→ Extracted information:

---------------

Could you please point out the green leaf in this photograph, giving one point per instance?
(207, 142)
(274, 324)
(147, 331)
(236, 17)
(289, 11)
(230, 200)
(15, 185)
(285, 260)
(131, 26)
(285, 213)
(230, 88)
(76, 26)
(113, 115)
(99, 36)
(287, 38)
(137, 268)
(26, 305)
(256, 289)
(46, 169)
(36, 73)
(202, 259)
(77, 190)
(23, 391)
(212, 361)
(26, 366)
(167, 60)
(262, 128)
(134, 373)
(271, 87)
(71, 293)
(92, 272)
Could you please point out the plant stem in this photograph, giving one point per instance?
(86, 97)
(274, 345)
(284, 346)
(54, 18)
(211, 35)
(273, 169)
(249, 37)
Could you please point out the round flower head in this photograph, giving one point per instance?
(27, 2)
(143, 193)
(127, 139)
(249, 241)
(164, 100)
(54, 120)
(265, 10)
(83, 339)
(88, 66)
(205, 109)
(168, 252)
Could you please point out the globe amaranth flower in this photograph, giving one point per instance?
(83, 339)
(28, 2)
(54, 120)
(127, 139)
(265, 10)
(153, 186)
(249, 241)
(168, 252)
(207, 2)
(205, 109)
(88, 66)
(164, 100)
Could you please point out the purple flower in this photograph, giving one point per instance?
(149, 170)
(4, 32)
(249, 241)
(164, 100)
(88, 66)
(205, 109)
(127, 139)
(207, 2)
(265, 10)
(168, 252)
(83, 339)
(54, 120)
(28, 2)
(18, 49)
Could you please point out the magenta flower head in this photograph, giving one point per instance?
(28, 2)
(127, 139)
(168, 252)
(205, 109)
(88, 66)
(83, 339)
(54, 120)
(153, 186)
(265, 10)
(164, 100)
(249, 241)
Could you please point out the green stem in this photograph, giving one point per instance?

---------------

→ Required task:
Print again each line of the listing above, exactly as it appears.

→ The answer:
Could you please point out the green leaf in this photograph, giving one point per instance?
(207, 142)
(274, 324)
(147, 331)
(236, 17)
(289, 11)
(230, 200)
(15, 185)
(285, 260)
(131, 26)
(285, 213)
(230, 88)
(76, 26)
(113, 115)
(99, 36)
(287, 38)
(137, 268)
(26, 305)
(256, 289)
(46, 169)
(36, 73)
(202, 259)
(77, 190)
(23, 391)
(212, 361)
(26, 366)
(167, 60)
(262, 128)
(134, 373)
(271, 87)
(71, 293)
(92, 272)
Could you please point out the plant stem in this photograph, giving one point per instance?
(86, 97)
(274, 345)
(284, 346)
(54, 18)
(211, 35)
(273, 169)
(249, 37)
Could you please point out the round flower head in this photograph, giving one point per instance?
(27, 2)
(143, 193)
(127, 139)
(249, 241)
(164, 100)
(54, 120)
(265, 10)
(83, 339)
(88, 66)
(205, 109)
(168, 252)
Could you please point out the globe amaranth flower in this photograph, giving one point per instance?
(83, 339)
(28, 2)
(54, 120)
(127, 139)
(265, 10)
(153, 186)
(249, 241)
(168, 252)
(207, 2)
(205, 109)
(88, 66)
(164, 100)
Could you please point out the purple flower in this photograph, giving one point per instance?
(149, 170)
(4, 32)
(249, 241)
(164, 100)
(88, 66)
(205, 109)
(127, 139)
(207, 2)
(265, 10)
(168, 252)
(83, 339)
(54, 120)
(28, 2)
(18, 49)
Could you please point out the magenta flower head in this photograph, giving one point per instance?
(28, 2)
(127, 139)
(168, 252)
(205, 109)
(88, 66)
(83, 339)
(54, 120)
(153, 186)
(265, 10)
(164, 100)
(249, 241)
Could you please point out the green stem in this photograph, giving one point per instance?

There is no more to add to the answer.